Below is some material; set it all down exactly, apart from the pictures.
━━━━━━━━━━
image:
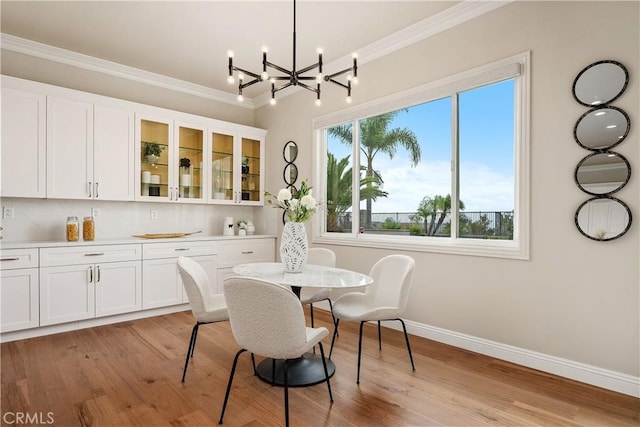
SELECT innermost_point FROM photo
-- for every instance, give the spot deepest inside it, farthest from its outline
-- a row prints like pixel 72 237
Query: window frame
pixel 517 66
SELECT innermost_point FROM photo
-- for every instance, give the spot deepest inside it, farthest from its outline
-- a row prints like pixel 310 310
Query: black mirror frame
pixel 622 233
pixel 608 147
pixel 608 193
pixel 587 68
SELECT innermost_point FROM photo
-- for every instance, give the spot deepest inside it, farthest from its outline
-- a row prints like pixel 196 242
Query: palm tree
pixel 339 190
pixel 433 211
pixel 375 137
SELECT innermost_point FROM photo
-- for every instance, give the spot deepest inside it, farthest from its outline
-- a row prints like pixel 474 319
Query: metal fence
pixel 491 223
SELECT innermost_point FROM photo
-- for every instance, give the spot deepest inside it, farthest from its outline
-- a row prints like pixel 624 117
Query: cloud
pixel 481 188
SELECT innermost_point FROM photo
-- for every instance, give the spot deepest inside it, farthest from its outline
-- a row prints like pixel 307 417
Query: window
pixel 438 168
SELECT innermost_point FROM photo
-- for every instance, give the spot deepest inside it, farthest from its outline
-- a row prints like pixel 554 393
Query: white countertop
pixel 123 241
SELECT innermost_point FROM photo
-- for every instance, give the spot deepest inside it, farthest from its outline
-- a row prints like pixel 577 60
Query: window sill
pixel 511 249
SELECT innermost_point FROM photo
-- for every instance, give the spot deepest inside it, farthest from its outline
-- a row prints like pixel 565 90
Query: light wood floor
pixel 128 374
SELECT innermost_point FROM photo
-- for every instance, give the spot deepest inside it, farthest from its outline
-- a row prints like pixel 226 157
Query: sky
pixel 486 151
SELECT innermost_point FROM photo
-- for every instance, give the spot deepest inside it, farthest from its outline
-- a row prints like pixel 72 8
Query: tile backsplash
pixel 45 219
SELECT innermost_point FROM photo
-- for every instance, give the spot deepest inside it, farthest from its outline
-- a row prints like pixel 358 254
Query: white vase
pixel 293 247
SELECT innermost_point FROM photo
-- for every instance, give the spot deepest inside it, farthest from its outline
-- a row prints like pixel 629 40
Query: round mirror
pixel 603 218
pixel 601 128
pixel 600 83
pixel 290 174
pixel 602 173
pixel 290 152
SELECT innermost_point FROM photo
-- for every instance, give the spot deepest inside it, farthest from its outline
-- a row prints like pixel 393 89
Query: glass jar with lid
pixel 88 228
pixel 73 229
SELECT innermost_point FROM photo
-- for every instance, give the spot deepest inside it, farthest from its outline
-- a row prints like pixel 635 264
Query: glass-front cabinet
pixel 199 162
pixel 237 163
pixel 171 156
pixel 191 177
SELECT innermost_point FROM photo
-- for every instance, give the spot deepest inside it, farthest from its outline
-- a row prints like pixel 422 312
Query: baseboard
pixel 89 323
pixel 604 378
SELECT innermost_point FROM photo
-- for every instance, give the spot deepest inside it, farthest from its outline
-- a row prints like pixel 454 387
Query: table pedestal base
pixel 303 371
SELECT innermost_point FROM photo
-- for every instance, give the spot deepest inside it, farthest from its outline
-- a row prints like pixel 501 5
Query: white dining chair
pixel 267 319
pixel 385 299
pixel 206 305
pixel 309 295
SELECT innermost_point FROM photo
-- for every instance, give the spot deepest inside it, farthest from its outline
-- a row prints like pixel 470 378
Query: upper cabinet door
pixel 23 144
pixel 154 154
pixel 251 180
pixel 69 149
pixel 191 177
pixel 223 167
pixel 113 154
pixel 237 168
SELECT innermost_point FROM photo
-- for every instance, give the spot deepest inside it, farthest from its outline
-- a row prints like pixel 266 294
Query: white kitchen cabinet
pixel 162 284
pixel 170 160
pixel 89 151
pixel 23 144
pixel 234 252
pixel 237 165
pixel 83 282
pixel 19 290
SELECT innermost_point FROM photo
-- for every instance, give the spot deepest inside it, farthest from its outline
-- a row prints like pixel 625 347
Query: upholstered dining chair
pixel 385 299
pixel 309 295
pixel 267 320
pixel 206 306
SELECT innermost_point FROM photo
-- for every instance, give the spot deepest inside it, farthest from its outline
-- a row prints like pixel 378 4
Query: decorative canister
pixel 73 229
pixel 88 228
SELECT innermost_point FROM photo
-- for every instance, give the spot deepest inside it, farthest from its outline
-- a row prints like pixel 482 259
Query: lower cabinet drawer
pixel 239 252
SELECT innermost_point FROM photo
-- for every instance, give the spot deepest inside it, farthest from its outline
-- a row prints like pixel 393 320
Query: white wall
pixel 575 299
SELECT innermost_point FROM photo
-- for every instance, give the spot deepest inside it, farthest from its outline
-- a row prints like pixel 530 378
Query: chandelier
pixel 292 77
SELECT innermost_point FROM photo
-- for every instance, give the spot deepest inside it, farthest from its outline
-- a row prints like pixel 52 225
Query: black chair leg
pixel 332 316
pixel 326 371
pixel 286 393
pixel 406 337
pixel 192 344
pixel 195 338
pixel 359 352
pixel 226 395
pixel 333 340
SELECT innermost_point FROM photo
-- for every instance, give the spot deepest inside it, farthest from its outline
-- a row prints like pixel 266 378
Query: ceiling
pixel 189 40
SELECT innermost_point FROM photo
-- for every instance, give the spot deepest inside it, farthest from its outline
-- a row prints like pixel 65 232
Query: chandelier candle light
pixel 292 77
pixel 298 208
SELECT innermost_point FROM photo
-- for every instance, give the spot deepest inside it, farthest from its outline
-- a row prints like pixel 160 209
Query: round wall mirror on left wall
pixel 600 83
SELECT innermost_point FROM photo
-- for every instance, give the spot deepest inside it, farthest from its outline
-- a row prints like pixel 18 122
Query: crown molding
pixel 63 56
pixel 449 18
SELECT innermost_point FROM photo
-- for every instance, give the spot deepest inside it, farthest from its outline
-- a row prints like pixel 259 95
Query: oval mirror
pixel 602 173
pixel 290 151
pixel 601 128
pixel 600 83
pixel 290 174
pixel 603 218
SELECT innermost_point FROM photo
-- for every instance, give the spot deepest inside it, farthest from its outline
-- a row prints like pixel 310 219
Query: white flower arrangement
pixel 299 206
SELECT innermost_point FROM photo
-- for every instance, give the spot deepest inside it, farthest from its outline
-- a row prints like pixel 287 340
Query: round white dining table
pixel 308 369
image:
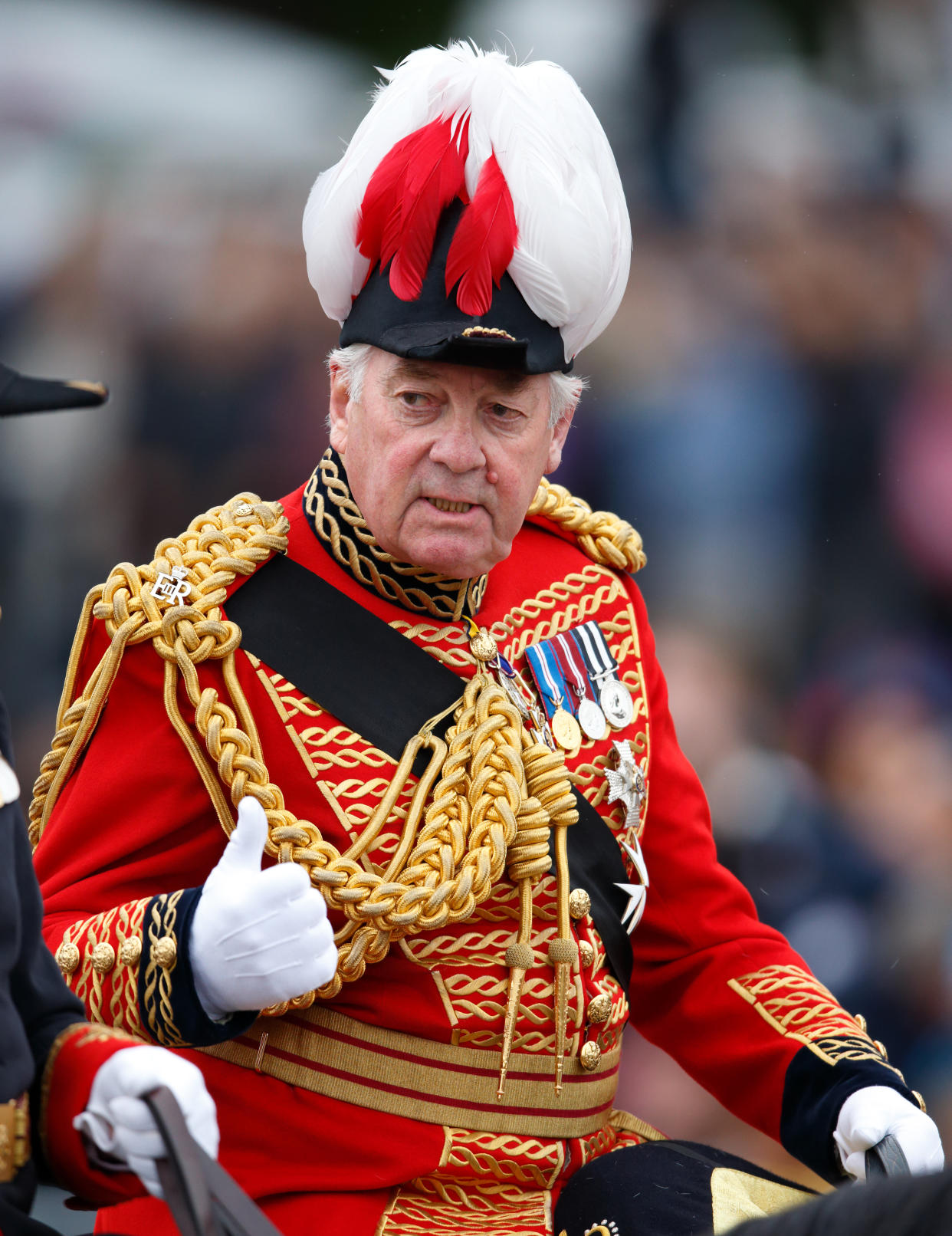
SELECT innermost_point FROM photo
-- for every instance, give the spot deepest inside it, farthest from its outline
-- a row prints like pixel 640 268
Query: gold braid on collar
━━━━━━━━━━
» Answer in full:
image:
SELECT innermost_point FROM photo
-- for every instance, give the spot deepest inside it, farthest from its outline
-- a row prints like pixel 72 237
Query: window frame
pixel 517 66
SELECT innermost_point FROM photo
-- for every instance, give the spot deepest inside it, farthest from its outline
-- a row prints like pixel 310 310
Query: black mirror frame
pixel 622 233
pixel 608 147
pixel 608 193
pixel 587 68
SELECT innermost_point FROM photo
-- for every instance, give the spot deepest inside it, farthest from its outline
-- a row prints like pixel 196 242
Query: palm tree
pixel 339 190
pixel 433 211
pixel 375 137
SELECT innermost_point FROM photo
-- for every instance, give the spot deepest inside it, farthest from its outline
-- a row prints like pixel 474 319
Query: metal fence
pixel 491 223
SELECT innermost_point FROM photo
-- for every instance, give the spot deepest inside it, farthest from its outline
-- a row prints like pixel 624 117
Query: cloud
pixel 481 188
SELECT innermost_point FROM photo
-- for every instance, give the spot deepest inside it, farthest from its outline
-- a row prints like pixel 307 417
Query: window
pixel 438 168
SELECT innermost_point FROM photo
-- for every instance, give the spot deepest inside it, farthest from its outline
-- a row prints like pixel 554 393
Query: white countertop
pixel 123 241
SELECT innermost_point FROM photo
-- for every instance, give the spot deepest inside it, farthest from its outline
-- a row prints like pixel 577 60
Query: window sill
pixel 511 249
SELECT innermost_point FROM photo
-- for every instance, give the spot deepest inside it, farthest from its outline
-- a row prints like pixel 565 90
Query: light wood floor
pixel 128 374
SELECT innermost_point FROM photo
-- for every instance, give the spot deepest inside it, farthest from its outline
-- a row prints like pixel 226 157
Query: sky
pixel 486 151
SELECT innermost_point FROM photo
-- for every instance, give the spot deepest inside it, farthest from its outline
-- a row prints like pixel 72 8
Query: tile backsplash
pixel 45 219
SELECT innermost_point FROM photo
-- for every instance, give the spot deepest inside it, farthest from its outline
-- a row prints like pixel 358 254
Query: white vase
pixel 293 247
SELECT innermost_point FROM photo
-- for every instance, give the spot deepest inside it, farthest from its outline
-- a row prints like pixel 629 40
Query: round mirror
pixel 603 218
pixel 601 128
pixel 600 83
pixel 290 174
pixel 602 173
pixel 290 152
SELECT innermost_point FROM photo
-- for every instance, give the spot deepest inside it, farthest from its outline
-- a row prints like pixel 393 89
Query: glass jar with lid
pixel 88 228
pixel 73 229
SELECT innermost_point FROM photo
-- for every instance, give the spot deepest inside it, farthest from its outline
-- a row prints like pixel 635 264
Query: glass-front cabinet
pixel 199 162
pixel 237 163
pixel 171 156
pixel 191 177
SELECT innermost_point FROM photo
-- for every instance, give the spot deepest inside it, farthest from its outline
-- a row prints like pixel 422 312
Query: baseboard
pixel 89 323
pixel 604 378
SELECT innermost_point FROM photo
-- for every instance, give the spot deepest inside it, farthest from its outline
-- a row prints like pixel 454 387
Query: table pedestal base
pixel 303 371
SELECT innermost_point FROM photo
-- for every instance, give the spot deepest inside it, farthest from its outline
-- a row prints like pixel 501 5
Query: white dining chair
pixel 267 319
pixel 385 299
pixel 206 305
pixel 309 295
SELECT innermost_point FROM photo
-- for every instance, give the spot deepest inside it, farthest from its outline
-- a row prints like pixel 470 378
Query: upper cabinet door
pixel 23 144
pixel 154 154
pixel 251 180
pixel 69 149
pixel 191 177
pixel 223 167
pixel 113 154
pixel 237 168
SELECT innermost_point FROM photo
-- for every instance, give the spot deepest inside it, farthest from its outline
-- a row prints like pixel 266 294
Query: white kitchen cabinet
pixel 162 284
pixel 170 160
pixel 89 151
pixel 23 144
pixel 234 252
pixel 237 165
pixel 83 282
pixel 19 290
SELECT innermost_point FROM photo
-- for every instance, give the spot deepest inside it, farthest from its outline
-- a row prints like pixel 625 347
Query: upholstered dining chair
pixel 385 299
pixel 309 295
pixel 267 320
pixel 206 306
SELECT innermost_point FROM photo
-- for every instance, give the spot deepest inside it, farthest from its outline
-- a row prints like pixel 378 4
Query: decorative canister
pixel 73 229
pixel 88 228
SELECT innermost_point FROM photo
-- for every instance, give the spot deepest inside it, farthest from its outline
-- a row prints like pixel 482 259
Query: lower cabinet drawer
pixel 239 252
SELECT innermost_point FROM photo
-- for every instance, give the spot deepest inside it, farthest from its outline
-- a row prints like pixel 393 320
Query: white wall
pixel 575 299
SELECT innermost_point FROM photo
-- for every instance, give the spot deepest inside it, farthest from its outline
-- a row prints like pixel 530 378
Query: chandelier
pixel 292 77
SELECT innermost_point FROM photo
-- for every instance, give the spot deepest inside it, farthest from its outline
-- a row prints like pixel 52 225
Query: black chair leg
pixel 332 316
pixel 326 371
pixel 286 393
pixel 406 337
pixel 192 344
pixel 195 338
pixel 359 352
pixel 226 395
pixel 333 340
SELECT innermost_point FROM photo
-- for every instance, give the spot deepest inside it, farthest from its outline
-- a row prints like pixel 266 378
Query: ceiling
pixel 189 40
SELECT innermost_point FROM photo
-- for every instance, give the spot deepest inside it, farthest from its outline
-- a row prints like pixel 65 232
Query: chandelier candle light
pixel 292 77
pixel 298 208
SELECT innermost_point FROM photo
-- for every instance, give the spot deepest inside it, farthest from its outline
-- a row prints like pixel 160 209
Query: round wall mirror on left wall
pixel 600 83
SELECT innermost_point FROM photo
-- for every instance, give the spot deepest inside it, farthest from its outline
-- a row prints like pixel 18 122
Query: crown molding
pixel 63 56
pixel 449 18
SELECT innermost_point FROM photo
-- for every instance, give the spot deepest inside it, farthest from its outline
-- a row prints like pixel 259 95
Query: oval mirror
pixel 602 173
pixel 290 151
pixel 601 128
pixel 600 83
pixel 290 174
pixel 603 218
SELECT innermost_point FROM photo
-- for every instance, give the spot deepest inside it, farthest from its outline
-- a row prints like pixel 310 219
Query: white flower arrangement
pixel 299 206
SELECT innermost_point FROM photo
-- for every instance, give the spot deepest inside it, farthest from its outline
-- a row prints like pixel 287 340
Query: round white dining table
pixel 308 369
image:
SELECT innermost_point FROM photo
-- for every instance, give the spot deepest inside it, farthest from its outline
-- a row prints like pixel 640 268
Query: gold braid on collar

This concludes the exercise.